▶ Items:
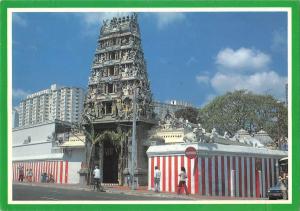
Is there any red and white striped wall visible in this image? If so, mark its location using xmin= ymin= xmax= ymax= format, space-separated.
xmin=12 ymin=160 xmax=69 ymax=184
xmin=148 ymin=153 xmax=279 ymax=198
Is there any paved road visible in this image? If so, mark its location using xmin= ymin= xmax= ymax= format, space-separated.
xmin=13 ymin=184 xmax=186 ymax=201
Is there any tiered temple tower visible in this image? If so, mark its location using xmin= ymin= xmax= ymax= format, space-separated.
xmin=85 ymin=14 xmax=154 ymax=184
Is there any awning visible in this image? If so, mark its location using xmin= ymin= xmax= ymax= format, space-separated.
xmin=60 ymin=135 xmax=85 ymax=148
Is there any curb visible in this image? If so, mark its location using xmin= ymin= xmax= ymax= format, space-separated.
xmin=13 ymin=183 xmax=190 ymax=200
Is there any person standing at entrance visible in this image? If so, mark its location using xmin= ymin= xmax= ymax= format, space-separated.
xmin=177 ymin=167 xmax=189 ymax=195
xmin=93 ymin=166 xmax=101 ymax=191
xmin=18 ymin=166 xmax=24 ymax=182
xmin=154 ymin=166 xmax=161 ymax=192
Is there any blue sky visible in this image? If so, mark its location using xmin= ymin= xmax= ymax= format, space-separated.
xmin=12 ymin=12 xmax=287 ymax=106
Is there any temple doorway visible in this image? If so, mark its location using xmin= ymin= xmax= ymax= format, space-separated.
xmin=103 ymin=140 xmax=119 ymax=183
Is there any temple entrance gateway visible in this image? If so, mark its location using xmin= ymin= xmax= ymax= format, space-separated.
xmin=84 ymin=14 xmax=156 ymax=185
xmin=103 ymin=140 xmax=119 ymax=183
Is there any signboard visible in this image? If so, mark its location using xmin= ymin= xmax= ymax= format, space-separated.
xmin=185 ymin=147 xmax=197 ymax=159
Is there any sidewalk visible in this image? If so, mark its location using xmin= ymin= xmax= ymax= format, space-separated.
xmin=13 ymin=182 xmax=262 ymax=200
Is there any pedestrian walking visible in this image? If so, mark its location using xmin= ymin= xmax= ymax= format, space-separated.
xmin=27 ymin=169 xmax=33 ymax=182
xmin=177 ymin=167 xmax=189 ymax=195
xmin=154 ymin=166 xmax=161 ymax=192
xmin=126 ymin=174 xmax=131 ymax=187
xmin=93 ymin=166 xmax=101 ymax=191
xmin=18 ymin=166 xmax=24 ymax=182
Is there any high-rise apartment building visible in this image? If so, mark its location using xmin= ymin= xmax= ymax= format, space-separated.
xmin=19 ymin=84 xmax=84 ymax=127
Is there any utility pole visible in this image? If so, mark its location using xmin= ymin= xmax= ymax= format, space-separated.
xmin=131 ymin=88 xmax=137 ymax=190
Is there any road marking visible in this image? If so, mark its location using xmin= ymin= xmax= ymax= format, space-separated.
xmin=40 ymin=196 xmax=58 ymax=200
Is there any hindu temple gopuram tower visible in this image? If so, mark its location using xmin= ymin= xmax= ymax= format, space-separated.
xmin=85 ymin=14 xmax=154 ymax=184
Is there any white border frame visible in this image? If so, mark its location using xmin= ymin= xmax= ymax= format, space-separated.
xmin=7 ymin=7 xmax=292 ymax=204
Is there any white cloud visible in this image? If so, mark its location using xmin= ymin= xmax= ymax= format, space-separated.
xmin=12 ymin=12 xmax=27 ymax=27
xmin=211 ymin=71 xmax=287 ymax=99
xmin=271 ymin=30 xmax=287 ymax=52
xmin=186 ymin=56 xmax=198 ymax=66
xmin=12 ymin=88 xmax=31 ymax=100
xmin=200 ymin=94 xmax=216 ymax=108
xmin=196 ymin=48 xmax=287 ymax=104
xmin=196 ymin=75 xmax=210 ymax=84
xmin=154 ymin=12 xmax=185 ymax=29
xmin=216 ymin=48 xmax=271 ymax=72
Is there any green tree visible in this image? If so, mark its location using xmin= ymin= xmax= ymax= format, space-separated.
xmin=175 ymin=107 xmax=199 ymax=124
xmin=198 ymin=90 xmax=288 ymax=140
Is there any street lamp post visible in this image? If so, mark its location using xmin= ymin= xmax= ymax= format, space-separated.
xmin=131 ymin=89 xmax=137 ymax=190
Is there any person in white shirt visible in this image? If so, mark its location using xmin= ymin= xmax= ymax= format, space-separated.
xmin=93 ymin=166 xmax=101 ymax=191
xmin=154 ymin=166 xmax=161 ymax=192
xmin=177 ymin=166 xmax=189 ymax=195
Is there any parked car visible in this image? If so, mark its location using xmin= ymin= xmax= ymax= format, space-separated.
xmin=268 ymin=182 xmax=288 ymax=200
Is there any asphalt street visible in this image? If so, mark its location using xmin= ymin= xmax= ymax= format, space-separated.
xmin=13 ymin=184 xmax=183 ymax=201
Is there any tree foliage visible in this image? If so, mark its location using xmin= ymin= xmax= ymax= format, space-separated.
xmin=198 ymin=90 xmax=288 ymax=140
xmin=175 ymin=107 xmax=199 ymax=124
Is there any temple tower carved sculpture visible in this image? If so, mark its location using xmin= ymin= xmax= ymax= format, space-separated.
xmin=85 ymin=14 xmax=153 ymax=183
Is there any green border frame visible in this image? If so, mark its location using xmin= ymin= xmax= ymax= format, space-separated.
xmin=0 ymin=0 xmax=300 ymax=211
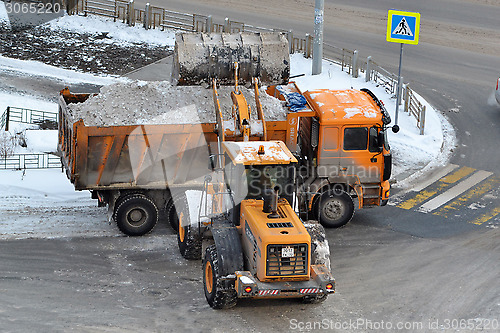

▶ Stated problem: Turn the lines of the material above into a numbered list, beginning with the line that contains "Is there any high-rise" and continuing through the line that contains "xmin=40 ymin=196 xmax=58 ymax=200". Include only those lines, and leave out any blank ones.

▶ In response:
1. Is there any high-rise apartment building visible in this image? If so, mark its location using xmin= ymin= xmax= ymax= format, space-separated.
2. xmin=19 ymin=84 xmax=84 ymax=127
3. Is there any utility pole visible in this image? If so, mark its location using xmin= ymin= xmax= ymax= format, space-separated.
4. xmin=131 ymin=88 xmax=137 ymax=190
5. Is there any road marking visible in this image? If so, mark its location using xmin= ymin= xmax= ymax= format, space-separated.
6. xmin=40 ymin=196 xmax=58 ymax=200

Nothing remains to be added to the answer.